-- Start of Document section --

Last week, the Israeli cabinet approved modified routing of the security fence, the first officially sanctioned changes since the cabinet approved construction in October 2003. The modifications, prompted by an Israeli supreme court decision last summer made to avert Palestinian hardship, are characterized by four major adjustments: (1) revised routing in several areas that will bring the fence closer to the Green Line (pre-1967 boundaries); (2) the elimination of all fence routes that create Palestinian enclaves or “double fences” (areas where Palestinians would have been completely encircled by the security fence); (3) the addition—for the first time on any official Israeli map—of fence around the Maale Adumim settlement bloc; and (4) final authorization of fence routing and construction near the Etzion bloc.

-- End of Document section --
-- Start of Given information --

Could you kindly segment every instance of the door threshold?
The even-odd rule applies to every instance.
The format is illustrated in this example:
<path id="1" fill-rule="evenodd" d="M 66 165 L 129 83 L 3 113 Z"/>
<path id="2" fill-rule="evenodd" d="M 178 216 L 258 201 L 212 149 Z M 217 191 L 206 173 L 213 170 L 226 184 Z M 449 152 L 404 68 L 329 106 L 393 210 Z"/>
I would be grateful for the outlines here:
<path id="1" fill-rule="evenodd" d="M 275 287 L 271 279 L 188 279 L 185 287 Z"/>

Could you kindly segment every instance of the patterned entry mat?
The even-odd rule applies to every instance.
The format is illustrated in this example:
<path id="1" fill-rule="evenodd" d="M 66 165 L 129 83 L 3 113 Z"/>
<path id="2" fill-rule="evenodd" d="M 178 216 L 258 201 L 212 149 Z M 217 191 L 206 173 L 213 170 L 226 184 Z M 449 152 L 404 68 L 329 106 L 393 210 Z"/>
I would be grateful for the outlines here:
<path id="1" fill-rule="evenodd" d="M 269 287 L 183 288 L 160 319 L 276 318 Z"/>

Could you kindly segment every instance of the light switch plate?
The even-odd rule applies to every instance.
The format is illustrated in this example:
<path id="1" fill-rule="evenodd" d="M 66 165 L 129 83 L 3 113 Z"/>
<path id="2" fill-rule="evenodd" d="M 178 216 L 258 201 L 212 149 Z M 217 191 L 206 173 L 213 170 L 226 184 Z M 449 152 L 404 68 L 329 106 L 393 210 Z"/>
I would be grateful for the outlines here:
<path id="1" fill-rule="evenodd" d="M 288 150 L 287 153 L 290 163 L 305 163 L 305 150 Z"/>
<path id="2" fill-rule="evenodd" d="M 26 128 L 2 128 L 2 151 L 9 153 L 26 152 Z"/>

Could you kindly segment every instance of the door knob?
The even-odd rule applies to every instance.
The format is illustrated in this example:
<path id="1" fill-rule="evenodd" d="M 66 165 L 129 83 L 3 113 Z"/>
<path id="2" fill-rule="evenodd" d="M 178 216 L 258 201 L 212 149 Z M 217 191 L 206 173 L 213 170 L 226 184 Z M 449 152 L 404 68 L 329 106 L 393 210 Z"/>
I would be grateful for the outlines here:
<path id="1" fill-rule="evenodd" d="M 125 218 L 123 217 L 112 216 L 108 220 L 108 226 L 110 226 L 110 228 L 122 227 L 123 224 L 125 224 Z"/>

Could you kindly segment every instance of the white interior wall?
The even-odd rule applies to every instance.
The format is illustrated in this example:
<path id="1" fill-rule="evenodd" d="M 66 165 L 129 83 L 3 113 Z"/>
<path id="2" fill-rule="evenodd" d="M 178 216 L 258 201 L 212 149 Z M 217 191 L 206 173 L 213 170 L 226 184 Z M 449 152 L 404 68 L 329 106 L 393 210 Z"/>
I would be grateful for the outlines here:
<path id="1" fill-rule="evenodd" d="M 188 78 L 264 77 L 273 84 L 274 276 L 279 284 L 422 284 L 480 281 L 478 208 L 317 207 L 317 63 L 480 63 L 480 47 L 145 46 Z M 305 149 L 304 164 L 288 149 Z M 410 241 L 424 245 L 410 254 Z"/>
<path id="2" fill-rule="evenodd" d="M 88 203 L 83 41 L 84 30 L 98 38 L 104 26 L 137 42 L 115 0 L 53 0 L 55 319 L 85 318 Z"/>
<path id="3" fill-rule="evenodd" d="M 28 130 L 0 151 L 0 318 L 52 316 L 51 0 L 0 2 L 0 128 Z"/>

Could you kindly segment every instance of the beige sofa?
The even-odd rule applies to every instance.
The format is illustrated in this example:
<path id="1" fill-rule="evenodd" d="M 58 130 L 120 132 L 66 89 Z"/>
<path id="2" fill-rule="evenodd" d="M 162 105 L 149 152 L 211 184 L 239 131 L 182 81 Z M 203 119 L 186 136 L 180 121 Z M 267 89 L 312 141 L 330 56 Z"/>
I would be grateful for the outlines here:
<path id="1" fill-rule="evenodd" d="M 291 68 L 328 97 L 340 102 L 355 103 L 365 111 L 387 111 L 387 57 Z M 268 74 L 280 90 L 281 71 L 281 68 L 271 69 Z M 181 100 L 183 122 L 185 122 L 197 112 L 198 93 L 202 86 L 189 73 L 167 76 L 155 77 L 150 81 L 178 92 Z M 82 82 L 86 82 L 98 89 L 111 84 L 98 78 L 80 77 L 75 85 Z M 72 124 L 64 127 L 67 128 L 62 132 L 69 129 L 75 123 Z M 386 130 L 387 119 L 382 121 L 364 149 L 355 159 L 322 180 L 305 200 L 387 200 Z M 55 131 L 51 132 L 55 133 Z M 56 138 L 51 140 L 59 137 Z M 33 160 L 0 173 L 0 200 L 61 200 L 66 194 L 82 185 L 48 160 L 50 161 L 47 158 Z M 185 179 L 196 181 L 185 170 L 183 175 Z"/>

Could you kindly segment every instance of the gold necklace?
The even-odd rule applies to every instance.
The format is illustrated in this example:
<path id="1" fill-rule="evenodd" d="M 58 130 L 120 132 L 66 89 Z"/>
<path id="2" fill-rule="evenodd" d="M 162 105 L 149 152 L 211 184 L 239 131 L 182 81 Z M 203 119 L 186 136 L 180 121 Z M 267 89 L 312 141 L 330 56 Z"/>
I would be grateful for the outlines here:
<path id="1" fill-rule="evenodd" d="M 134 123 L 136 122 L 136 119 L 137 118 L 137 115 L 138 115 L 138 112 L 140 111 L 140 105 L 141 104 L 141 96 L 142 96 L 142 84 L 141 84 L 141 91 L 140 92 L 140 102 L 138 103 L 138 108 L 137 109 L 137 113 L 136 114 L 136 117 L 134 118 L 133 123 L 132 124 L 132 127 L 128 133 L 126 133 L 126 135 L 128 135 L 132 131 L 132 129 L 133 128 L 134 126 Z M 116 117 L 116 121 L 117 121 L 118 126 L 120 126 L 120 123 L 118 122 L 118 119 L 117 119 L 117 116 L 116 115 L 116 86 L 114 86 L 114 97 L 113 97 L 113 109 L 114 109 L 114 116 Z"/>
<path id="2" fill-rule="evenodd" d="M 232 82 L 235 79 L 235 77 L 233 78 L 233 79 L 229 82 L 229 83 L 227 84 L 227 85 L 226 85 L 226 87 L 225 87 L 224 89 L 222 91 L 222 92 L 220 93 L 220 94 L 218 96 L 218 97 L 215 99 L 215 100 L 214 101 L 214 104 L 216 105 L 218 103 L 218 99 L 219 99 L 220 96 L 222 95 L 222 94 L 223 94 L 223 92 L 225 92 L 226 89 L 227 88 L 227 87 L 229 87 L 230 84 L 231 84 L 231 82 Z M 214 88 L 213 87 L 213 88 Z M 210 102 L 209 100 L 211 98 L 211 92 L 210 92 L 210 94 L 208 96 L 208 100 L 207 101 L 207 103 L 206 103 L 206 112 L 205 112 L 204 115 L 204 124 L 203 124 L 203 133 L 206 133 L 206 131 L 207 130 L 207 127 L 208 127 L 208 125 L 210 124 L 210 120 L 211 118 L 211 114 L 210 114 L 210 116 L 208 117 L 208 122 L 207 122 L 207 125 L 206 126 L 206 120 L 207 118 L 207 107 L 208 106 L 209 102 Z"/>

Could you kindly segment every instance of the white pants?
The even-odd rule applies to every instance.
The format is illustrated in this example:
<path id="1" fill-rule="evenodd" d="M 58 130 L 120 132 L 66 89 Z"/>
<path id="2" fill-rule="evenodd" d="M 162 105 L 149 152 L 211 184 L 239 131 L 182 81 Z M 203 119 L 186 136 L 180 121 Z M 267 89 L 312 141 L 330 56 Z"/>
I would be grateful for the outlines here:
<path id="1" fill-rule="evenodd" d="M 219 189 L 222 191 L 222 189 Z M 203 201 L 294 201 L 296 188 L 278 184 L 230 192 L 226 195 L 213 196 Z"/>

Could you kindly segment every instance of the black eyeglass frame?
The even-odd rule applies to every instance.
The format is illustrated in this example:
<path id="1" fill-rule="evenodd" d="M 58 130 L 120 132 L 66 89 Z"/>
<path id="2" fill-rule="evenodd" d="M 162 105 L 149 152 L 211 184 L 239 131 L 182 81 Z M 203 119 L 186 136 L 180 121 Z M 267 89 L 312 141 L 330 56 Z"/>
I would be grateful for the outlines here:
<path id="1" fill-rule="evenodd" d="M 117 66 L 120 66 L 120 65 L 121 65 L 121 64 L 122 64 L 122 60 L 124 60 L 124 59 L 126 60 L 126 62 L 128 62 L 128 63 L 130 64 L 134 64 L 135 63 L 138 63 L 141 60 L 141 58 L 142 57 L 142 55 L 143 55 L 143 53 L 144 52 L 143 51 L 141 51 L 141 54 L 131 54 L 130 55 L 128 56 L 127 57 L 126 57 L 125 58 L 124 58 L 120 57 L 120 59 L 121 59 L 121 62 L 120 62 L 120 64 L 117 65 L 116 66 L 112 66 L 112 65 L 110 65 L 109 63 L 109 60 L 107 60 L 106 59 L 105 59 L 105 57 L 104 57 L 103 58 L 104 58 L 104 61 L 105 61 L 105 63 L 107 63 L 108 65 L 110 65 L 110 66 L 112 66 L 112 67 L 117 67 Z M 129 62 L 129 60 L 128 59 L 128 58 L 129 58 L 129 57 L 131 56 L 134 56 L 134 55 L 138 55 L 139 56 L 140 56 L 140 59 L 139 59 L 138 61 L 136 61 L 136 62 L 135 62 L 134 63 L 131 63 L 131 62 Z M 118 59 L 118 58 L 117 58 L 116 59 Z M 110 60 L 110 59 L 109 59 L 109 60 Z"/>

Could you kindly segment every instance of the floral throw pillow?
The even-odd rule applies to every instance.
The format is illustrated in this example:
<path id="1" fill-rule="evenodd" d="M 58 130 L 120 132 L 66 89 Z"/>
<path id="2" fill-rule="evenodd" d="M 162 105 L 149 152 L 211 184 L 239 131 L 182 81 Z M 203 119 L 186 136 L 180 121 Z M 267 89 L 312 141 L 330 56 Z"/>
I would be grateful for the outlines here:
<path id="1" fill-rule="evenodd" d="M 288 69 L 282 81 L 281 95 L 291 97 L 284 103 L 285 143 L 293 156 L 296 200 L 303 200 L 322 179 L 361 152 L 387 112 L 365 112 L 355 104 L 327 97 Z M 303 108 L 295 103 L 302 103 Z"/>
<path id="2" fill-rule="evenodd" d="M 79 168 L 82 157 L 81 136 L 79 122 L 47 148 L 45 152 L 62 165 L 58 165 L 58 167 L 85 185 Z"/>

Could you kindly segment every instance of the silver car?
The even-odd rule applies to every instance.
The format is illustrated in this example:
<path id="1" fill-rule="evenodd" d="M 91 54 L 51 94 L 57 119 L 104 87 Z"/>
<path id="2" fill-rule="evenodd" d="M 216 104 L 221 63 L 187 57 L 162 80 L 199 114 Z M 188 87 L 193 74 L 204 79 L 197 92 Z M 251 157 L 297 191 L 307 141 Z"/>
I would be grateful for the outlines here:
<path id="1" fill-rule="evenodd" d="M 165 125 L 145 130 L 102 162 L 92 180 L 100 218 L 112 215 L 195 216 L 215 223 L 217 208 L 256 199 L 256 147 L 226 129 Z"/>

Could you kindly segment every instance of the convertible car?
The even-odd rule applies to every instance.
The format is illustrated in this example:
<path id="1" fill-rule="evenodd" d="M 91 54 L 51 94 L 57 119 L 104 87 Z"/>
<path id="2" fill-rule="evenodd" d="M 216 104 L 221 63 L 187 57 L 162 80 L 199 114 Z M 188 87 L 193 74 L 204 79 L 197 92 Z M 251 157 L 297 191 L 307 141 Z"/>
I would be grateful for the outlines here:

-- End of Given information --

▸ **Written task 1**: Reproduce the passage on the security fence route above from "Last week, the" up to and including "the Etzion bloc.".
▸ **Written task 2**: Rewrite the paragraph of the security fence passage that begins "Last week, the Israeli cabinet approved" as a short list that keeps its main facts.
▸ **Written task 3**:
Using the security fence passage, decide whether each statement agrees with it. Answer yes or no, and quote the words that decide it.
(a) The cabinet first approved construction of the fence in October 2003.
(b) The modifications were prompted by a decision of the Israeli supreme court.
(c) Earlier official Israeli maps already showed fence around the Maale Adumim settlement bloc.

▸ **Exercise answer 1**:
Last week, the Israeli cabinet approved modified routing of the security fence, the first officially sanctioned changes since the cabinet approved construction in October 2003. The modifications, prompted by an Israeli supreme court decision last summer made to avert Palestinian hardship, are characterized by four major adjustments: (1) revised routing in several areas that will bring the fence closer to the Green Line (pre-1967 boundaries); (2) the elimination of all fence routes that create Palestinian enclaves or “double fences” (areas where Palestinians would have been completely encircled by the security fence); (3) the addition—for the first time on any official Israeli map—of fence around the Maale Adumim settlement bloc; and (4) final authorization of fence routing and construction near the Etzion bloc.

▸ **Exercise answer 2**:
- Last week the Israeli cabinet approved modified routing of the security fence. These are the first officially sanctioned changes since it approved construction in October 2003.
- The changes were prompted by an Israeli supreme court decision last summer meant to avert Palestinian hardship.
- Four major adjustments:
  1. Revised routing in several areas brings the fence closer to the Green Line (pre-1967 boundaries).
  2. All routes that create Palestinian enclaves or "double fences" are eliminated.
  3. Fence around the Maale Adumim settlement bloc is added for the first time on any official Israeli map.
  4. Fence routing and construction near the Etzion bloc receive final authorization.

▸ **Exercise answer 3**:
(a) Yes: "since the cabinet approved construction in October 2003"
(b) Yes: "prompted by an Israeli supreme court decision last summer"
(c) No: "the addition—for the first time on any official Israeli map—of fence around the Maale Adumim settlement bloc"